(Position identification records)

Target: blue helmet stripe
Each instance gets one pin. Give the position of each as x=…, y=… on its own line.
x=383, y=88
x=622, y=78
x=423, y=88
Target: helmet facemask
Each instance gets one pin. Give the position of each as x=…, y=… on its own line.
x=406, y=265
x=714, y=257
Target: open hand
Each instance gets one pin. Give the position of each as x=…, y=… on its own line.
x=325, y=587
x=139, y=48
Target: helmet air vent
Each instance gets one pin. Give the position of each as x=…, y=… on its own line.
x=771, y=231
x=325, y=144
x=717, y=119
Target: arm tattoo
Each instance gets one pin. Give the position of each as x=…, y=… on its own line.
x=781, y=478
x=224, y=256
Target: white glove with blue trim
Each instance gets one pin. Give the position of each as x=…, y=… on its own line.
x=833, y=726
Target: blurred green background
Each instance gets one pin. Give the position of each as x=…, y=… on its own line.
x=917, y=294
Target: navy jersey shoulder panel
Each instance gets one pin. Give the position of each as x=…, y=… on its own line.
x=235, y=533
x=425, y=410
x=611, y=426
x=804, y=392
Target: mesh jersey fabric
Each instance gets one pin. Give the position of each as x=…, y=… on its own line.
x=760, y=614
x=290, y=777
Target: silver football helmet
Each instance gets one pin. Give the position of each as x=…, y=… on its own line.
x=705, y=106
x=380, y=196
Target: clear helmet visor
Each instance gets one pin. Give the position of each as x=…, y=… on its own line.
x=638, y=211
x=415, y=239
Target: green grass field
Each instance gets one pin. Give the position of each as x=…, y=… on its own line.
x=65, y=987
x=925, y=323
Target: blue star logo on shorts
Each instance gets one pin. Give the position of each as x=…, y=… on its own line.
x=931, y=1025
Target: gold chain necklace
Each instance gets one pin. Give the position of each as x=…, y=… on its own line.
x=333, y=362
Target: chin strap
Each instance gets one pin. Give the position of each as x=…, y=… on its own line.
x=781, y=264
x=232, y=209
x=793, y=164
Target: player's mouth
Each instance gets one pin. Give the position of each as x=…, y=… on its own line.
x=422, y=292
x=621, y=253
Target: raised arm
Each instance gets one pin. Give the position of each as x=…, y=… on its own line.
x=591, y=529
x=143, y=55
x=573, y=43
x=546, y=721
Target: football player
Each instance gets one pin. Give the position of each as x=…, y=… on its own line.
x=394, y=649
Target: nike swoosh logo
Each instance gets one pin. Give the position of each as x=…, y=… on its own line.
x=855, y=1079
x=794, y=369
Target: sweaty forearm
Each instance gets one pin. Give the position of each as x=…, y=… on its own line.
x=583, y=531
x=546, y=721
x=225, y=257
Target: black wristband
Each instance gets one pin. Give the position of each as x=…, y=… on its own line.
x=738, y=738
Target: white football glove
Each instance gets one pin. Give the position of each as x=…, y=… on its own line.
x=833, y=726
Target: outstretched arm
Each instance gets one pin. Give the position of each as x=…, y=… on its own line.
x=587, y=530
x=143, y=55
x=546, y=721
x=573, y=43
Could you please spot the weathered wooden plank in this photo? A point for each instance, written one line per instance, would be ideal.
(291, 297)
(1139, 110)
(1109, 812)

--

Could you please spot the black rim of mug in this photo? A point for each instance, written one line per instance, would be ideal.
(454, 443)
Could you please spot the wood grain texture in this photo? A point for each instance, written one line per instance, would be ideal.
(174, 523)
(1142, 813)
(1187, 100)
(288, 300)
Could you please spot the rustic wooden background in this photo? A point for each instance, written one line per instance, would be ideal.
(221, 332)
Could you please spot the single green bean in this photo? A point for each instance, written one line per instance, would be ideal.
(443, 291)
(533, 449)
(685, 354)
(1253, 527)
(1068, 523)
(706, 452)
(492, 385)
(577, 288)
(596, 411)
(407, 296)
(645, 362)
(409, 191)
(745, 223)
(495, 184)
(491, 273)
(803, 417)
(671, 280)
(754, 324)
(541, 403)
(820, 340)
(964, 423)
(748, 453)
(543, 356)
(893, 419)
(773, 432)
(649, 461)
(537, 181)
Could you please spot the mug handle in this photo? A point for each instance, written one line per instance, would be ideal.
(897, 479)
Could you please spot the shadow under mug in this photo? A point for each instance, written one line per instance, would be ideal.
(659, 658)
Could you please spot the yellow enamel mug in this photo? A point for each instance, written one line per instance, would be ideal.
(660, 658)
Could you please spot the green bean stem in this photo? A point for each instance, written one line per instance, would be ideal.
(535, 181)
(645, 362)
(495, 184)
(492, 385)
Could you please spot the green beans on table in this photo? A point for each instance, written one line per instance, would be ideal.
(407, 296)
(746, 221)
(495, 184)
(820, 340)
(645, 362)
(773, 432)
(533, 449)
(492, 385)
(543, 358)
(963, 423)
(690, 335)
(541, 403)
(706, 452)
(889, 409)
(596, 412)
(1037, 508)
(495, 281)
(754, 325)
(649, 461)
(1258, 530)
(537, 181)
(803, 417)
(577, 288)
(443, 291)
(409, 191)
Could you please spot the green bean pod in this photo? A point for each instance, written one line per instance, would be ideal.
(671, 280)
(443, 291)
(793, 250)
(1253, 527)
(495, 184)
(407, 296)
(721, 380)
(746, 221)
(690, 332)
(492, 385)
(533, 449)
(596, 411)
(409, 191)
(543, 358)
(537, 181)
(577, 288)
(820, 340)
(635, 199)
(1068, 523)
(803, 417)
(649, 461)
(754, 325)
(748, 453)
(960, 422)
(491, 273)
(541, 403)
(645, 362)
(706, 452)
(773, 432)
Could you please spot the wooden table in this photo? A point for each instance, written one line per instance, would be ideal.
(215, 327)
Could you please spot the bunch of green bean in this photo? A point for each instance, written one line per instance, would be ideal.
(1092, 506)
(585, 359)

### STATED PROBLEM
State how many lines of the data above contain the string "jersey". Give only the number.

### COMPLETE ANSWER
2